• Task to carry out:
This task asks for the lines from the one with "Expected: one point per instance of the glossy" to the final line below, repeated exactly, with pictures omitted.

• Material provided:
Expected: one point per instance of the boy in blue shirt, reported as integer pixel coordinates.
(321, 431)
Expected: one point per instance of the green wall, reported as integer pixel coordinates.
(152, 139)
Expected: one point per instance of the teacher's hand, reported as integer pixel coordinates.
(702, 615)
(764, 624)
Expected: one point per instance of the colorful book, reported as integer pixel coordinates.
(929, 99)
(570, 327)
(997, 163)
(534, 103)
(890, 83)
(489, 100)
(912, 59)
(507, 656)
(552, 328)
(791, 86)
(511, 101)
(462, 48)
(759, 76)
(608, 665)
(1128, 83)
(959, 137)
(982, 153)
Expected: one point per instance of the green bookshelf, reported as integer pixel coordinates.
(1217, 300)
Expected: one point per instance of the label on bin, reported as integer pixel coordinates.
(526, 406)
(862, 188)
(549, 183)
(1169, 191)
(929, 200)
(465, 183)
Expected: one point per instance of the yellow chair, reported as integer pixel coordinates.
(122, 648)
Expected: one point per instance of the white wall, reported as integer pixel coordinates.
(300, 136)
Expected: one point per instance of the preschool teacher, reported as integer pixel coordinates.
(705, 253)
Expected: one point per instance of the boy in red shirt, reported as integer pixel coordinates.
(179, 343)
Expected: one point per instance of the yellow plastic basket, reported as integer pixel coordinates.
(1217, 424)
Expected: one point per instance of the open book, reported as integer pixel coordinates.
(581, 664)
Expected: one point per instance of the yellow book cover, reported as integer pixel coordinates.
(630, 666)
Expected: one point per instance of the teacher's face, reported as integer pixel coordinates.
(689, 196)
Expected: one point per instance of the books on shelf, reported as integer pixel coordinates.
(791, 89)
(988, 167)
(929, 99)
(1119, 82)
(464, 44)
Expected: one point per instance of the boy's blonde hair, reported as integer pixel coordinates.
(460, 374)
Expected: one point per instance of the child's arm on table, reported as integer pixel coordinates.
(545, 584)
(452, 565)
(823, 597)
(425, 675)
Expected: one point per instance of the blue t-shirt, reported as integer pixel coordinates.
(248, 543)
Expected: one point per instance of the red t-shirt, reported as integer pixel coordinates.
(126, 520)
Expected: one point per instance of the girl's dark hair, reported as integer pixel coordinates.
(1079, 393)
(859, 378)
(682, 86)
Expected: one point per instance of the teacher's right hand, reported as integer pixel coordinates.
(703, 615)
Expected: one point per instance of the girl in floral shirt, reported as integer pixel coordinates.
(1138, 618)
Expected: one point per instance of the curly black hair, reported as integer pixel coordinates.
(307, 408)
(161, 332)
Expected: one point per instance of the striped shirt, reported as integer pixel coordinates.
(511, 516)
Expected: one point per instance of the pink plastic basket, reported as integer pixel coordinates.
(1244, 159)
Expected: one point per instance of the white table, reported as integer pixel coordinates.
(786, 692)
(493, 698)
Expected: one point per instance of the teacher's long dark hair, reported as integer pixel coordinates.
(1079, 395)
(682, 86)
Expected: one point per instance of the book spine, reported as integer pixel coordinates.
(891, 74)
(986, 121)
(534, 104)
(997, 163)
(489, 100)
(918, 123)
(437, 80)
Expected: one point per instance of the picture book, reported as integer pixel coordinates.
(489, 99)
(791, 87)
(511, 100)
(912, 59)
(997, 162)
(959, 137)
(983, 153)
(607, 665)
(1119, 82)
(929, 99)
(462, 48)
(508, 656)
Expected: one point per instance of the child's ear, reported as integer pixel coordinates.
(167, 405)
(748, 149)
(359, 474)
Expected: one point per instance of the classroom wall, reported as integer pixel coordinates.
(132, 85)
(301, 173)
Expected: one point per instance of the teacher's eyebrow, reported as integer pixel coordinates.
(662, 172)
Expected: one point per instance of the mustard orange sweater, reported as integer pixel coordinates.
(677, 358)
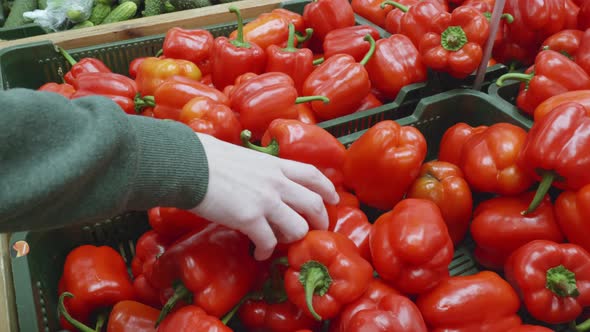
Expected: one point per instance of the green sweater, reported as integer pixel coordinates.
(64, 162)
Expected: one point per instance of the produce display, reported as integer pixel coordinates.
(515, 196)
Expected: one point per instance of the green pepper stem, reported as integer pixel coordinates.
(544, 186)
(318, 61)
(180, 293)
(526, 78)
(396, 5)
(562, 282)
(316, 280)
(67, 56)
(303, 39)
(272, 149)
(64, 312)
(239, 41)
(301, 100)
(369, 54)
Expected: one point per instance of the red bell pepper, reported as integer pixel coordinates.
(444, 184)
(192, 318)
(566, 42)
(553, 279)
(343, 81)
(581, 97)
(63, 89)
(177, 91)
(223, 253)
(572, 210)
(265, 98)
(234, 57)
(310, 144)
(555, 149)
(499, 227)
(295, 62)
(480, 302)
(131, 316)
(326, 271)
(120, 89)
(195, 46)
(453, 140)
(324, 16)
(416, 19)
(411, 246)
(349, 40)
(85, 65)
(552, 74)
(395, 154)
(458, 50)
(352, 222)
(206, 116)
(93, 278)
(395, 64)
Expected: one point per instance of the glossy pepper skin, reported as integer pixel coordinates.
(306, 143)
(411, 246)
(349, 40)
(553, 279)
(223, 253)
(552, 74)
(177, 91)
(97, 277)
(489, 160)
(325, 273)
(458, 49)
(491, 304)
(234, 57)
(120, 89)
(324, 16)
(395, 154)
(63, 89)
(343, 81)
(195, 46)
(395, 64)
(206, 116)
(295, 62)
(499, 227)
(131, 316)
(572, 209)
(192, 318)
(554, 150)
(444, 184)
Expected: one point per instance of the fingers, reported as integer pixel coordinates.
(307, 203)
(310, 177)
(290, 225)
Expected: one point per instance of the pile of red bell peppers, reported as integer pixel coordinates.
(267, 85)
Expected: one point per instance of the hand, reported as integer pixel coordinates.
(262, 196)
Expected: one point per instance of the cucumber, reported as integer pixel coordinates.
(122, 12)
(99, 13)
(19, 7)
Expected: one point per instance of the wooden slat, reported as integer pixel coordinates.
(147, 26)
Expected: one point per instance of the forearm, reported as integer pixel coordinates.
(65, 162)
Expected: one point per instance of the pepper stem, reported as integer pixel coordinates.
(453, 38)
(544, 186)
(396, 5)
(272, 149)
(239, 41)
(64, 312)
(180, 293)
(301, 100)
(369, 54)
(316, 280)
(67, 56)
(562, 282)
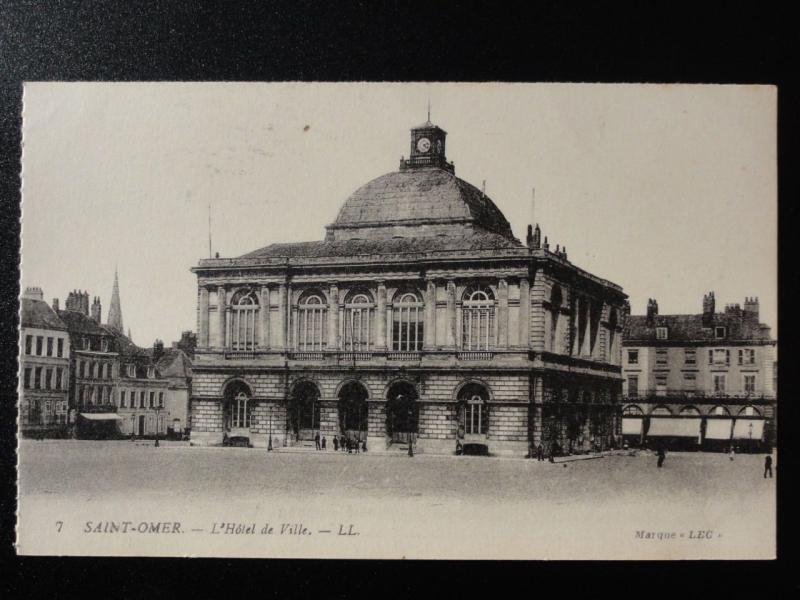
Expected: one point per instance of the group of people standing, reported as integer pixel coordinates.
(343, 443)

• Final answer:
Expected: one point per instance of the glossy pepper skin, reported as integer pixel coordinates.
(306, 143)
(411, 246)
(349, 40)
(553, 279)
(223, 253)
(552, 74)
(177, 91)
(97, 277)
(489, 160)
(325, 273)
(458, 49)
(491, 304)
(234, 57)
(120, 89)
(324, 16)
(395, 154)
(63, 89)
(343, 81)
(195, 46)
(395, 64)
(206, 116)
(295, 62)
(499, 227)
(131, 316)
(572, 209)
(192, 318)
(554, 150)
(444, 184)
Expected: one point per instance of the fingers, reported as integer pixel coordinates.
(307, 203)
(310, 177)
(290, 225)
Expected: one point per instance of the pile of red bell peppers, reported as integer pixel coordinates.
(267, 85)
Expected: one point per instance of the hand, reported as integer pixel coordinates.
(262, 196)
Expected: one point per instance of the cucumber, reported as integer pixel coordinates.
(122, 12)
(99, 13)
(19, 7)
Expected: one point per instance of the wooden slat, reported as integer pixel coordinates.
(147, 26)
Expected: one point per instance of the forearm, reported as integer pixel coordinates.
(65, 162)
Expected: one point per instance of the pepper stem, reported as integer pixel coordinates.
(453, 38)
(544, 186)
(396, 5)
(272, 149)
(239, 41)
(64, 312)
(180, 293)
(301, 100)
(369, 54)
(316, 280)
(67, 56)
(562, 282)
Expected: one point per instance of the group of people standing, reported as integer pixel coordinates.
(343, 443)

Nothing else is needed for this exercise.